* **SHORT TASK 1**:
Reproduce the passage on New York City tax revenues word for word, in full.

* **READING PASSAGE**:
Source: Office of the Comptroller, The City of New York.

The Comptroller’s Office, in July 1998, estimated that FY 99 tax revenues would be $531 million greater than planned. Based on first-quarter FY 99 tax revenues, the Comptroller’s forecast appears to be on track. However, major downside risks stemming from the instability in financial markets and declining Wall Street profits pose a threat to tax revenues for the remainder of FY 99. While Wall Street profits in the first half of 1998 totaled $6.9 billion, many NYC-based brokerage houses and banks suffered major losses in the third quarter, and laid off some staff. These losses will affect taxes that are sensitive to the health of the financial sector, such as the real-estate-transaction taxes and the personal income tax.

* **RECORDS FOR THIS EXERCISE**:
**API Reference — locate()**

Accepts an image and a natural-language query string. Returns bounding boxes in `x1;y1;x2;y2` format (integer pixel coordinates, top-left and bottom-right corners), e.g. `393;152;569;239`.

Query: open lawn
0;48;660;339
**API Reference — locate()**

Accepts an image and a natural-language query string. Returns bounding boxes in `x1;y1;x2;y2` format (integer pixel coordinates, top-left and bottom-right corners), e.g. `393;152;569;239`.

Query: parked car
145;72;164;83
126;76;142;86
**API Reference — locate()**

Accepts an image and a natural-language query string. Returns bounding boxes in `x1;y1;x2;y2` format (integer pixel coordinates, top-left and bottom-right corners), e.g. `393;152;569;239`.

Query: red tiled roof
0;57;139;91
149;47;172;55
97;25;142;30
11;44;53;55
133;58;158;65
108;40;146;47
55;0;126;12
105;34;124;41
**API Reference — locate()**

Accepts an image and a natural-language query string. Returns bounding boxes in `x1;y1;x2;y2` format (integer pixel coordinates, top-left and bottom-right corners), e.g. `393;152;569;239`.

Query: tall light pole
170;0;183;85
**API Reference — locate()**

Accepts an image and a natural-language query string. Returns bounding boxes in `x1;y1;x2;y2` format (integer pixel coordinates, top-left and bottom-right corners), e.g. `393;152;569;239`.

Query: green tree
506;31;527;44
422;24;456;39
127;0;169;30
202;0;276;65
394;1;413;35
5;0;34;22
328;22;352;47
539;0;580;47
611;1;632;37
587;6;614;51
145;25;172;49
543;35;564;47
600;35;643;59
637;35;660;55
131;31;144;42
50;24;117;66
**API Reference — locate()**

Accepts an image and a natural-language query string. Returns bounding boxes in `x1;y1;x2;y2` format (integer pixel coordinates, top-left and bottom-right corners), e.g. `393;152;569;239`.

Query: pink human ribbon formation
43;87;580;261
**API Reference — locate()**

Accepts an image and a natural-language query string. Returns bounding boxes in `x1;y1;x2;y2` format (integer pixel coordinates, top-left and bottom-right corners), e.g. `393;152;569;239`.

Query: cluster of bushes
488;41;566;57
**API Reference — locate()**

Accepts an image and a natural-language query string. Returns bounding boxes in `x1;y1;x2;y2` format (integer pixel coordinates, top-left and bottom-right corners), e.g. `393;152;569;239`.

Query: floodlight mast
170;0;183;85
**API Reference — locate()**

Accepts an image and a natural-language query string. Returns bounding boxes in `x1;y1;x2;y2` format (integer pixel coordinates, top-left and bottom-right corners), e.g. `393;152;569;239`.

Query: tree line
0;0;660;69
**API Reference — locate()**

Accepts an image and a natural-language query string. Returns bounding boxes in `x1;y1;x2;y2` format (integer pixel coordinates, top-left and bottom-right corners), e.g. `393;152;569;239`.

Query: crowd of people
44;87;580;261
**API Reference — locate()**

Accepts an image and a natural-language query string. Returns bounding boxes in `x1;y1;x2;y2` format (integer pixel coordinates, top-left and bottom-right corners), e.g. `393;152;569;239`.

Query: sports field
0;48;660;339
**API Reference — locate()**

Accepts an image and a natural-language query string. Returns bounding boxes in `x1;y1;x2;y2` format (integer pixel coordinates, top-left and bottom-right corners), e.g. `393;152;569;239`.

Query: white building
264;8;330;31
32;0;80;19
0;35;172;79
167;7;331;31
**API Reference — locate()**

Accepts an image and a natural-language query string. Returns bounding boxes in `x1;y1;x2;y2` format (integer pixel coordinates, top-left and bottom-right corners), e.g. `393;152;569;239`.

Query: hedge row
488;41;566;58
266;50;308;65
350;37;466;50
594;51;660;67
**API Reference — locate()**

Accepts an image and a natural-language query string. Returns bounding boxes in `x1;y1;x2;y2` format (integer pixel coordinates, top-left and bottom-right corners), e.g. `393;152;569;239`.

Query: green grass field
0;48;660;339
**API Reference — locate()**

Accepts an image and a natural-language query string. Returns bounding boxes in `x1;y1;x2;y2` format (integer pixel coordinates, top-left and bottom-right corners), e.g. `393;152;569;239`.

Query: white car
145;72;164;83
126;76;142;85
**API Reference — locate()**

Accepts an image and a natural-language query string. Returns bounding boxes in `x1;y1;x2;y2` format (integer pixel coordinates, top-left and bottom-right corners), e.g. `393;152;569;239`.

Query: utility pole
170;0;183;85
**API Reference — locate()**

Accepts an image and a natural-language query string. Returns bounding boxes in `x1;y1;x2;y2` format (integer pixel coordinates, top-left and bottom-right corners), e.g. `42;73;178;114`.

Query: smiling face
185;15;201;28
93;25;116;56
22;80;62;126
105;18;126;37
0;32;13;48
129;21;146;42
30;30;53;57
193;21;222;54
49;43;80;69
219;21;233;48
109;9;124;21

* **SHORT TASK 2**:
Render the rows as a numbered list, starting at their first line and ending at the line that contains "126;76;142;86", both included, with blank lines left out.

* **OUTPUT 1**:
Source: Office of the Comptroller, The City of New York.

The Comptroller’s Office, in July 1998, estimated that FY 99 tax revenues would be $531 million greater than planned. Based on first-quarter FY 99 tax revenues, the Comptroller’s forecast appears to be on track. However, major downside risks stemming from the instability in financial markets and declining Wall Street profits pose a threat to tax revenues for the remainder of FY 99. While Wall Street profits in the first half of 1998 totaled $6.9 billion, many NYC-based brokerage houses and banks suffered major losses in the third quarter, and laid off some staff. These losses will affect taxes that are sensitive to the health of the financial sector, such as the real-estate-transaction taxes and the personal income tax.

* **OUTPUT 2**:
1. **API Reference — locate()**
2. Accepts an image and a natural-language query string. Returns bounding boxes in `x1;y1;x2;y2` format (integer pixel coordinates, top-left and bottom-right corners), e.g. `393;152;569;239`.
3. Query: open lawn
4. 0;48;660;339
5. **API Reference — locate()**
6. Accepts an image and a natural-language query string. Returns bounding boxes in `x1;y1;x2;y2` format (integer pixel coordinates, top-left and bottom-right corners), e.g. `393;152;569;239`.
7. Query: parked car
8. 145;72;164;83
9. 126;76;142;86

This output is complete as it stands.